Trecho fornecido
Olá turma, como estão os estudos? Estamos aqui para comentar um tema importante na jurisprudência do STF: o conceito de serviços para fins de incidência do Imposto sobre serviços de qualquer natureza (ISS ou ISSQN).

Tributos municipais - ISS - conceito de serviços na jurisprudência do STF
O tributo municipal sobre o consumo: ISS e o conceito de serviços na jurisprudência do STF

Conforme a doutrina especializada[1], o ISS é o imposto outorgado pelo art. 156, III, da Constituição (CF/1988) aos municípios, sendo conceituado como o “imposto sobre serviços de qualquer natureza, não compreendidos no art. 155, II, definidos em lei complementar.

O ISS tem como fato gerador a prestação dos serviços listados no anexo da Lei Complementar n. 116/2003. Porém, para o correto entendimento acerca desse imposto, deve-se atentar que não incide sobre determinados serviços objeto de tributação pelo ICMS, de competência dos Estados (serviço de transporte interestadual e intermunicipal de passageiros, bem como de comunicação).

Ainda segundo Leandro Paulsen[2], o ISS não incide também sobre serviços públicos típicos, prestados por entes da administração pública direta, autarquias e fundações públicas, vinculados a suas finalidades essenciais ou delas decorrentes, não regidos por normas de direito privado e não remunerados por tarifas, nos termos do art. 150, VI, “a”, §§ 2º e 3º, da CF.

Antecipando o exame da jurisprudência do STF, esta Corte também excluiu da incidência do ISS os serviços prestados por empresas públicas e sociedades de economia mista que prestam serviços em regime de monopólio, sem concorrência no mercado privado.

Lembra ainda Leandro Paulsen[3] que “não incide ISS na exportação de serviços, na prestação de serviços em relação de emprego, dos trabalhadores avulsos, diretores e membros de conselho consultivo ou de conselho fiscal de sociedades e fundações, bem como dos sócios-gerentes e dos gerentes-delegados e, por fim, sobre o valor intermediado no mercado de títulos e valores mobiliários, sobre o valor dos depósitos bancários e sobre o principal, juros e acréscimos moratórios relativos a operações de crédito realizadas por instituições financeiras, nos termos do art. 2º , I, da Lei Complementar n. 116/03”.

Contudo, diante da expressão utilizada pelo texto constitucional para conceituar o ISS (serviços de qualquer natureza), o STF tem entendido que a Carta Constitucional autoriza uma interpretação de maior âmbito semântico, levando a uma “ampliação da competência tributária na incidência do ISSQN” (RE nº 651.703-RG/PR, Rel. Min. Luiz Fux, Tribunal Pleno, j. 29/09/2016, p. 26/04/2017).

Nesse contexto, a discussão que reiteradamente chega ao STF está relacionada às hipóteses de atividades econômicas mistas, as quais envolvem, em termos jurídicos, prestações de dar e de fazer simultaneamente.

Com efeito, classicamente, o Direito Civil tem distinguido as obrigações jurídicas conforme caracterizem prestações de dar ou de fazer.

Linhas fornecidas
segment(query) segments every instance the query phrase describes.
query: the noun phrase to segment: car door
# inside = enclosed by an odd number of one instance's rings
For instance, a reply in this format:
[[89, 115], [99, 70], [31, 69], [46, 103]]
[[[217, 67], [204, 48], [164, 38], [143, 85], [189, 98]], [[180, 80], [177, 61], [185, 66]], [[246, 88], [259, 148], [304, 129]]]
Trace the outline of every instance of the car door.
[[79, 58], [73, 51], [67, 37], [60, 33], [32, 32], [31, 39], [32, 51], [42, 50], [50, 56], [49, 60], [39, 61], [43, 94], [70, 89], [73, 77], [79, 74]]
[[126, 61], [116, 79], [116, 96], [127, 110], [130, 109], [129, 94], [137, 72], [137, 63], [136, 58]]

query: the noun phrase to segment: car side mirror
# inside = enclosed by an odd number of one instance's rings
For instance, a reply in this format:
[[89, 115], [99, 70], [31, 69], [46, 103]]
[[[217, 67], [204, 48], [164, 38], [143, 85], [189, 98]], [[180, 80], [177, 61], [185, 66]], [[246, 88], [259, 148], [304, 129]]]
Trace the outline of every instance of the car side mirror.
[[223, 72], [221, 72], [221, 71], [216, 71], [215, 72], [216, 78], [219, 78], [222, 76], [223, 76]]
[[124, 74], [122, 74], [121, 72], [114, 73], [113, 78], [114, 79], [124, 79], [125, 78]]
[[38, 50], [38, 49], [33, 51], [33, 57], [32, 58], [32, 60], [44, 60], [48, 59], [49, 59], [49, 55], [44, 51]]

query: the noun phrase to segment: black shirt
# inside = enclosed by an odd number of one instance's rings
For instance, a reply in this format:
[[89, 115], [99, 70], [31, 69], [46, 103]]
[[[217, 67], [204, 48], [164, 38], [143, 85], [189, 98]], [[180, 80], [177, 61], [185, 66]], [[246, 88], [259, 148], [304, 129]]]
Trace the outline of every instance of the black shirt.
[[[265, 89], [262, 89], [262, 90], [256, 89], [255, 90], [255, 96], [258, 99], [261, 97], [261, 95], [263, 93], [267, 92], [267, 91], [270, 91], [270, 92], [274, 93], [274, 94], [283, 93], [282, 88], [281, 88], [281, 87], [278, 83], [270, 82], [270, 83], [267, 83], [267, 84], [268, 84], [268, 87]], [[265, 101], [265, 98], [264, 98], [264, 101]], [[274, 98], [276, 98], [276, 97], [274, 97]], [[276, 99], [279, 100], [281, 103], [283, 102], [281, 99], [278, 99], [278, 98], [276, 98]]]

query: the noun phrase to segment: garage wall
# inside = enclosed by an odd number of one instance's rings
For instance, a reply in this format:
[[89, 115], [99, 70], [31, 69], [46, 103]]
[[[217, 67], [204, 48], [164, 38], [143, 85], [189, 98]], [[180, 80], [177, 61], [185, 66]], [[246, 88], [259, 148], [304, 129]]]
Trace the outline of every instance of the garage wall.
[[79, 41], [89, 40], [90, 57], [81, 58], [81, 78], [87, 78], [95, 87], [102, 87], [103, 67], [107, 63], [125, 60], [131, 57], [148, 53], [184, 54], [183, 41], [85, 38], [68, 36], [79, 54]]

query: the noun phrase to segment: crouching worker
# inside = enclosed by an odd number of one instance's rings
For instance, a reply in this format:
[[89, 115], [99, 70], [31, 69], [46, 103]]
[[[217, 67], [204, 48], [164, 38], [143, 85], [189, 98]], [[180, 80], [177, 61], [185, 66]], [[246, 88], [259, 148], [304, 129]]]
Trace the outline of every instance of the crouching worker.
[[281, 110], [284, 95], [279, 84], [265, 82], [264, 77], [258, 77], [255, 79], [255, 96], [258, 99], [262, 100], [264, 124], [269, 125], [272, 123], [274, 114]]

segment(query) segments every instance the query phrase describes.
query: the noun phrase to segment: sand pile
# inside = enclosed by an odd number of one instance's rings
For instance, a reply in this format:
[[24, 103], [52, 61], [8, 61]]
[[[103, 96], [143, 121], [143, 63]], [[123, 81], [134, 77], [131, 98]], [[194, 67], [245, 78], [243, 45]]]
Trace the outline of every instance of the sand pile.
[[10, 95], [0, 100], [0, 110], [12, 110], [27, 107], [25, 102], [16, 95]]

Sobre a tarefa
Reproduza o trecho sobre o ISS entre "Contudo, diante da" e "de fazer simultaneamente.", inclusive. Baseie-se somente no trecho para responder.

Resposta
Contudo, diante da expressão utilizada pelo texto constitucional para conceituar o ISS (serviços de qualquer natureza), o STF tem entendido que a Carta Constitucional autoriza uma interpretação de maior âmbito semântico, levando a uma “ampliação da competência tributária na incidência do ISSQN” (RE nº 651.703-RG/PR, Rel. Min. Luiz Fux, Tribunal Pleno, j. 29/09/2016, p. 26/04/2017).

Nesse contexto, a discussão que reiteradamente chega ao STF está relacionada às hipóteses de atividades econômicas mistas, as quais envolvem, em termos jurídicos, prestações de dar e de fazer simultaneamente.